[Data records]

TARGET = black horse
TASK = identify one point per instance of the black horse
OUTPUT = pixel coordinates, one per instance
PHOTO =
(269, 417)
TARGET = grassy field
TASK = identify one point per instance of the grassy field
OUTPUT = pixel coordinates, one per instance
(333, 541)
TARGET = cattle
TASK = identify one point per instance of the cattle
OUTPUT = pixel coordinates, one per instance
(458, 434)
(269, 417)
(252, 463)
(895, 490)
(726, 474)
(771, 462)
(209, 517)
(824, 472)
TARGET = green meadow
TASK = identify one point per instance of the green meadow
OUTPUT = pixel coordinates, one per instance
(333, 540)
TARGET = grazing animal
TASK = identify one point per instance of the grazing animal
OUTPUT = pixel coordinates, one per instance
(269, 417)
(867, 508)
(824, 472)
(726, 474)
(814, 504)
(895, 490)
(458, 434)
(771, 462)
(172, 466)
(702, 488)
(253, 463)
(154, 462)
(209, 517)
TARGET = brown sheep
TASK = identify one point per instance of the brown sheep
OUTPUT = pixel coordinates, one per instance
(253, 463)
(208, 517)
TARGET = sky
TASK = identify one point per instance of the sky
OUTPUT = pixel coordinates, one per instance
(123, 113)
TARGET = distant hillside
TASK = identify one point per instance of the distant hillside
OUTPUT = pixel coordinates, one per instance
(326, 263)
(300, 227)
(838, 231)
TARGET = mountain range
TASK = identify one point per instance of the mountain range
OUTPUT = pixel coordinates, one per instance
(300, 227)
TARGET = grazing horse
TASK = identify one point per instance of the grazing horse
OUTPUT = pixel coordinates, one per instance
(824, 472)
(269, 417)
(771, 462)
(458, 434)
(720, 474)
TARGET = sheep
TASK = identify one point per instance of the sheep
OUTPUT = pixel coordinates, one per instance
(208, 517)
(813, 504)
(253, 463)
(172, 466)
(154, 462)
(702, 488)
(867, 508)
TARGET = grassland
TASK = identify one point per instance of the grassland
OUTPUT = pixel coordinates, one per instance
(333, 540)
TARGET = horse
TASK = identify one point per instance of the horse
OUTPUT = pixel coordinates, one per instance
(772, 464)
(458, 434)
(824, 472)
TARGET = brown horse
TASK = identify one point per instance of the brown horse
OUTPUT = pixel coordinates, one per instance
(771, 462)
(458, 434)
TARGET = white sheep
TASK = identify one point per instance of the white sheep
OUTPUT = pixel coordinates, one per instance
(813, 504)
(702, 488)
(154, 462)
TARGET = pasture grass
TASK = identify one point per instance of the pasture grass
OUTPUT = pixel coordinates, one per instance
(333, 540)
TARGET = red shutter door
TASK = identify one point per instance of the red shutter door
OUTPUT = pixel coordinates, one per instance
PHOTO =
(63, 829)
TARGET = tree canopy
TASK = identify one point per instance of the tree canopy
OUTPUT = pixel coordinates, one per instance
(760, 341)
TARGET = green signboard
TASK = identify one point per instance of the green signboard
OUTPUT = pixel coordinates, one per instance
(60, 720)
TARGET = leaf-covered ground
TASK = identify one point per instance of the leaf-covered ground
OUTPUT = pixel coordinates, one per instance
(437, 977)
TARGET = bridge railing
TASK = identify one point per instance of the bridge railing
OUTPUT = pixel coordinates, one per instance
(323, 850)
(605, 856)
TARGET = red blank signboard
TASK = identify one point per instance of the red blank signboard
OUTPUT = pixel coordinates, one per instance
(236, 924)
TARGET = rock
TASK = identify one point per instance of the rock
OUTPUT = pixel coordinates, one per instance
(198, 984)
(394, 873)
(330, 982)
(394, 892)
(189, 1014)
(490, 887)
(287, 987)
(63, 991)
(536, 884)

▶ **Work request**
Line by line, please reproduce the records exactly.

▶ **Exercise answer**
TARGET = black horse
TASK = identify one point per instance of the black horse
OUTPUT = pixel coordinates, one per instance
PHOTO =
(269, 417)
TARGET = grassy field
TASK = identify one point per instance of the grassy field
OUTPUT = pixel coordinates, one per instance
(333, 541)
TARGET = cattle
TASK = identify one point per instance of the cattle
OUTPUT = pixel coordinates, one per instance
(458, 434)
(269, 417)
(252, 463)
(895, 490)
(726, 474)
(771, 462)
(209, 517)
(824, 472)
TARGET = green meadow
TASK = identify one point per instance of the green meadow
OUTPUT = pixel coordinates, one per instance
(333, 540)
TARGET = grazing animal
TASK = identify one point per instance of the grazing animal
OUTPUT = pixel coordinates, one per instance
(269, 417)
(867, 508)
(824, 472)
(726, 474)
(814, 504)
(895, 490)
(458, 434)
(771, 462)
(172, 466)
(702, 488)
(253, 463)
(154, 462)
(209, 517)
TARGET = brown sheep
TASK = identify one point per instance of the brown sheep
OUTPUT = pixel coordinates, one per instance
(253, 463)
(208, 517)
TARGET = sky
TASK = identify one point per instance of the sky
OUTPUT = pixel coordinates, one per instance
(123, 113)
TARGET = distant hillside
TASK = identify one point per instance of the distant hillside
OUTPUT = pixel coordinates, one per instance
(326, 263)
(300, 227)
(838, 231)
TARGET = mountain range
TASK = identify one point per instance of the mountain range
OUTPUT = pixel coordinates, one per instance
(300, 227)
TARGET = grazing horse
TASK = identify one point per instance of the grazing horse
OUTPUT = pixel coordinates, one per instance
(824, 472)
(269, 417)
(771, 462)
(458, 434)
(720, 474)
TARGET = sheep
TASK = identify one point per instance of the sheep
OUTPUT = pixel coordinates, one per instance
(208, 517)
(813, 504)
(253, 463)
(172, 466)
(154, 462)
(702, 488)
(867, 508)
TARGET = grassland
TASK = identify one point per instance of the grassland
OUTPUT = pixel coordinates, one per instance
(333, 540)
TARGET = horse
TASK = identify one point per instance of the horse
OUTPUT = pixel coordinates, one per instance
(772, 464)
(458, 434)
(824, 472)
TARGET = brown horse
TASK = identify one point per instance of the brown horse
OUTPUT = pixel coordinates, one per instance
(771, 462)
(458, 434)
TARGET = white sheep
TASK = identify one point per instance of the white sheep
OUTPUT = pixel coordinates, one per instance
(813, 504)
(702, 488)
(154, 462)
TARGET = pasture grass
TASK = identify one point per instance of the pasture grass
OUTPUT = pixel coordinates, one per instance
(333, 540)
TARGET = red shutter door
TASK = identify one point per instance of the red shutter door
OUTPUT = pixel coordinates, one per instance
PHOTO =
(63, 829)
TARGET = tree canopy
TASK = identify one point per instance of the tree canopy
OUTPUT = pixel coordinates, one per instance
(760, 341)
TARGET = green signboard
TASK = identify one point per instance of the green signboard
OUTPUT = pixel coordinates, one per instance
(60, 720)
TARGET = leaf-covered ground
TASK = identify one point per instance of the leaf-covered ground
OUTPUT = pixel coordinates, one per instance
(437, 977)
TARGET = bridge railing
TASK = identify one point per instance of the bridge railing
OUTPUT = pixel coordinates, one per instance
(323, 850)
(605, 856)
TARGET = red blank signboard
TASK = identify one point per instance of the red blank signboard
OUTPUT = pixel coordinates, one per instance
(236, 924)
TARGET = rock
TASK = identify one point per instance of the rock
OUTPUT = pixel coordinates, one per instance
(198, 984)
(394, 873)
(330, 982)
(394, 892)
(189, 1014)
(490, 887)
(287, 987)
(63, 991)
(536, 884)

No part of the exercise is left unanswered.